* **Your goal**:
Return each line of the data below that contains the word "white".

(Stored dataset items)
▶

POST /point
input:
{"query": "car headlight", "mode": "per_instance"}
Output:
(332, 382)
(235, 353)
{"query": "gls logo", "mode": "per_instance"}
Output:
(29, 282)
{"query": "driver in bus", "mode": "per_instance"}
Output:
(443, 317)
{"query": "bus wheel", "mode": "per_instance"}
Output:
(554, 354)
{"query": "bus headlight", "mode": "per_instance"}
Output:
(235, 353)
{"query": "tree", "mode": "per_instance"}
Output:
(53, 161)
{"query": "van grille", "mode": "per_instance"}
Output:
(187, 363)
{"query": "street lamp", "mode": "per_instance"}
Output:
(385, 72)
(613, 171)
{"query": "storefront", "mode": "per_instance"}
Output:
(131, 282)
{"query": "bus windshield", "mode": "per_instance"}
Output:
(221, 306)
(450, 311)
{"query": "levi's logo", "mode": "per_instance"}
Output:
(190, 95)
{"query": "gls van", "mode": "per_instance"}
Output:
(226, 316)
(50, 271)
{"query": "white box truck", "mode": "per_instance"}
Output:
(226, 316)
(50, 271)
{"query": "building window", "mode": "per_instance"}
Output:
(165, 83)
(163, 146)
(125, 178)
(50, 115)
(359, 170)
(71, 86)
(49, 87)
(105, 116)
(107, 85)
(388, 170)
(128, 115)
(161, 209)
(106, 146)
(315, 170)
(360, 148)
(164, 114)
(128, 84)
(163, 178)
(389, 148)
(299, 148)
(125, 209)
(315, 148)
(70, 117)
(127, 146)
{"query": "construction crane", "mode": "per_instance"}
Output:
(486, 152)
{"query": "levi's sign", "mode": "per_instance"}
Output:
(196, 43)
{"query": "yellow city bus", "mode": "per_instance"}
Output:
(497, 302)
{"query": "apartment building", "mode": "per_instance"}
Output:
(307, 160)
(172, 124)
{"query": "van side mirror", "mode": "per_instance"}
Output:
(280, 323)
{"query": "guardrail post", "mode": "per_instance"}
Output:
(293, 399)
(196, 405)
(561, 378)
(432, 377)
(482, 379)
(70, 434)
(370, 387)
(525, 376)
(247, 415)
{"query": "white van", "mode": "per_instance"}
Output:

◀

* **Answer to the problem**:
{"query": "white box truck", "mode": "per_instance"}
{"query": "white van", "mode": "per_instance"}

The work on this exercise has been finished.